Source –
# Any Larpers here?



## Leoni Zheitk (Feb 2, 2017)

Just wondering if anyone here has ever Larped or people that still do.

I have never actually Larped before but I'm quite the wannabe.

Any discussion about LARP here is very welcome!


----------



## Gaitsu (Feb 3, 2017)

I used to larp. I'd still be doing it now if my larp group wasnt so far away from me.

What kind of things you want to know?


----------



## Leoni Zheitk (Feb 3, 2017)

Gaitsu said:


> I used to larp. I'd still be doing it now if my larp group wasnt so far away from me.
> 
> What kind of things you want to know?


Eh, Nothing really...
I know the gist of it, what was your role that you played?
Mine is actually quite geeky, it's Link son (from the Twilight Princess era of the timeline, though, I do plan to make more Roles later)
The closest Larp to me is about a 2 day drive, and I'm still 15 so driving myself is out of the question.

hmmm... I'm wondering, how much was all of your armor and what-not?
I've calculated all of what I need in my suit and it's be about $2000 CDN, (I've already payed $500 or so of it)


----------



## Gaitsu (Feb 3, 2017)

I played many roles, I'm actually the co-owner. Its based on the three planets, beast, terra, and bob(dont ask). Beast is home of the more Anthro style races, Terra was only mentioned a few times, Bob was home to the humans, and where most of the plot happened.

We were pretty low budget, we were not a full fledged deal when my son was born, and had to leave. I probably only spent $20 on my sword. The other owner has probably sunk about $2-300 in it for just props.


----------



## Royn (Feb 3, 2017)

YAAY!  Planet Bob! Titan AE everbody!


----------



## modfox (Feb 3, 2017)

LARP. I am an archer. unfortunately you can only use a 25 lbs.


----------



## Sergei Sóhomo (Feb 3, 2017)

One time I was joining a group but then got kicked out because they called burning tennis balls "dangerous"


----------



## Leoni Zheitk (Feb 3, 2017)

Gaitsu said:


> We were pretty low budget, we were not a full fledged deal when my son was born, and had to leave. I probably only spent $20 on my sword. The other owner has probably sunk about $2-300 in it for just props.


Woah, was it boffer?  I plan to get my sword and shield made by Forgotten Dreams,
And a bow by Ivory Forge, it gonna be good...



modfox said:


> LARP. I am an archer. unfortunately you can only use a 25 lbs


Dang... that sucks...
I have a bow and a couple of foam-headed arrows, and I'll agree, it really changes how high you have to aim it.



Sergei Sóhomo said:


> One time I was joining a group but then got kicked out because they called burning tennis balls "dangerous"


*shakes head in disappointment*
I wouldn't blame them... 
Though, they should have to find a better way to make magic attacks look cooler, such as smoke/light/etc. effects...


----------



## Alex K (Feb 3, 2017)

Larpin was one of my most favorite games as a kid cause I got to go to my friends howse and we would play dress up with his fairy outfits


----------



## modfox (Feb 3, 2017)

i wonder if you could wear a fursuit while larping?


----------



## Gaitsu (Feb 3, 2017)

modfox said:


> i wonder if you could wear a fursuit while larping?

To-do list –
1. List every line of the records that contains the word "green", matching case exactly.
2. Continue the LARP forum thread from the point where it stops.

Data section –
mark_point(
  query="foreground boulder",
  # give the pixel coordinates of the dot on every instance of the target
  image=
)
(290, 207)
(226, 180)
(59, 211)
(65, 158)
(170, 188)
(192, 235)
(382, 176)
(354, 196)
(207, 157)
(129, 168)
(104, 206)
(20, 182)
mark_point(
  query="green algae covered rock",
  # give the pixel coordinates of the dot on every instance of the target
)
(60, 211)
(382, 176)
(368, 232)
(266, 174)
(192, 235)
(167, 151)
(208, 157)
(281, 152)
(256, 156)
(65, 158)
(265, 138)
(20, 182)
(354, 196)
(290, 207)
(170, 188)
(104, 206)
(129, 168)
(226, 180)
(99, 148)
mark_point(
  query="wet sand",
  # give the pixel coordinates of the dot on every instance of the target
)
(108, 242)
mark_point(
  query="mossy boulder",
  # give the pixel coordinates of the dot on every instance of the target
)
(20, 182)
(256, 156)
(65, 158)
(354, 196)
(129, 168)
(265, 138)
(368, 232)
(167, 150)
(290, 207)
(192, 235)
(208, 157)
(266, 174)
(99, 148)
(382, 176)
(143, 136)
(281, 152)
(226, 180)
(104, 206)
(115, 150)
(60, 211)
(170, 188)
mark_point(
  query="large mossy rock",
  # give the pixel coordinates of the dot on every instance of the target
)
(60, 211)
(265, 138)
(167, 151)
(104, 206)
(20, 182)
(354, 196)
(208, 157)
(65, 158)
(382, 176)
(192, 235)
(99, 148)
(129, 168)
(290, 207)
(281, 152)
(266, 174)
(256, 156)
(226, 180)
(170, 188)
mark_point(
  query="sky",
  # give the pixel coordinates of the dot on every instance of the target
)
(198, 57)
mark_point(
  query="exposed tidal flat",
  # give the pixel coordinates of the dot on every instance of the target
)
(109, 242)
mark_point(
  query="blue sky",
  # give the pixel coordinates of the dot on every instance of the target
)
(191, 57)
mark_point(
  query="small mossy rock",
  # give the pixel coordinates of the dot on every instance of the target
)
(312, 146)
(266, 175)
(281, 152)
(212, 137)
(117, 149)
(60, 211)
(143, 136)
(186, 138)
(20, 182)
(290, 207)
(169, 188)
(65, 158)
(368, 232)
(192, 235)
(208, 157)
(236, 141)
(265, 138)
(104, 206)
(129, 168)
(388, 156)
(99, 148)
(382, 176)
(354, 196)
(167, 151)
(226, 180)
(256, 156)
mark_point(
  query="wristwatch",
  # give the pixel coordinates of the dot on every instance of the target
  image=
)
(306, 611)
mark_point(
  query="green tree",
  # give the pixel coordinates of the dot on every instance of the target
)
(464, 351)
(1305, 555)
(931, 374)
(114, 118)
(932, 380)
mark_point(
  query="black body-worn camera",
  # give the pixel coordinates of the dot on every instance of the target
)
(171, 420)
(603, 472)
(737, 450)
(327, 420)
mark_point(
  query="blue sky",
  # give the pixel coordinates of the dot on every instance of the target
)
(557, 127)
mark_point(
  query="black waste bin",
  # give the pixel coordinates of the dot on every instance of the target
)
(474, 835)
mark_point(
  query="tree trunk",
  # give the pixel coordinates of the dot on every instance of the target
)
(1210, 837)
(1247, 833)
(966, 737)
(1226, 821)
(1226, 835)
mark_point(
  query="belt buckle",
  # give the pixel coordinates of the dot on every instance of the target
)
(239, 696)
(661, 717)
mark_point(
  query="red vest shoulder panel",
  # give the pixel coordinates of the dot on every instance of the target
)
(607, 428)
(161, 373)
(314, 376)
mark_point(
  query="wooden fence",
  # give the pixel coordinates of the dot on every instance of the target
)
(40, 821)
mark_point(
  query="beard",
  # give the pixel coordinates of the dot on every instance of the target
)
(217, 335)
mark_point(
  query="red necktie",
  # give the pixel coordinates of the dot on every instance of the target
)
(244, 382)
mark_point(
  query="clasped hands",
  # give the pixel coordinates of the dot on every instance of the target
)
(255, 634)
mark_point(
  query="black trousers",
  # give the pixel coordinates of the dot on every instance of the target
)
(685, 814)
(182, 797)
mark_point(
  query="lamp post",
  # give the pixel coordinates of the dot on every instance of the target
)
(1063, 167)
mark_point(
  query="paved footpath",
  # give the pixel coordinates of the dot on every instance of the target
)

Task results –
1.
  query="green algae covered rock",
  query="green tree",

2.
You can, but it gets really hot, probably a safer bet to do a partial



Leoni Zheitk said:


> Woah, was it boffer?  I plan to get my sword and shield made by Forgotten Dreams,
> And a bow by Ivory Forge, it gonna be good.



Check attachment. I bought it at a ren fair, so it was overpriced, I'm sure.

I know a group that does semi cheap weapons and armor, if you are cool with realistic foam weapons. I think the bows and crossbows are real, but the arrows and bolts are not.


----------



## Martin2W (Feb 4, 2017)

Please explain what a hell is larpers and RP. Im new here, wtf is going on?


----------



## Gaitsu (Feb 4, 2017)

Martin2W said:


> Please explain what a hell is larpers and RP. Im new here, wtf is going on?


Larp is Live Action Role Play. Rp is Role Play. Generally speaking, Rp is writing a story with others, Larp is acting out a story.


----------



## Sergei Sóhomo (Feb 4, 2017)

Leoni Zheitk said:


> Woah, was it boffer?  I plan to get my sword and shield made by Forgotten Dreams,
> And a bow by Ivory Forge, it gonna be good...
> 
> 
> ...



What kind of shit LARPing doesn't involve real fire and throwing large chunks of ice at people? That's how you get the true experience


----------



## MrrMiddyNight (Feb 4, 2017)

The majority of my school is weeb and talks a lot about LARPing.
I never did it but it sounds and looks cool, if I had the spare time for it I would want to try.


----------



## Gaitsu (Feb 4, 2017)

Sergei Sóhomo said:


> What kind of shit LARPing doesn't involve real fire and throwing large chunks of ice at people? That's how you get the true experience


Yes, and for electric type magic, a tazer works nicely


MrrMiddyNight said:


> The majority of my school is weeb and talks a lot about LARPing.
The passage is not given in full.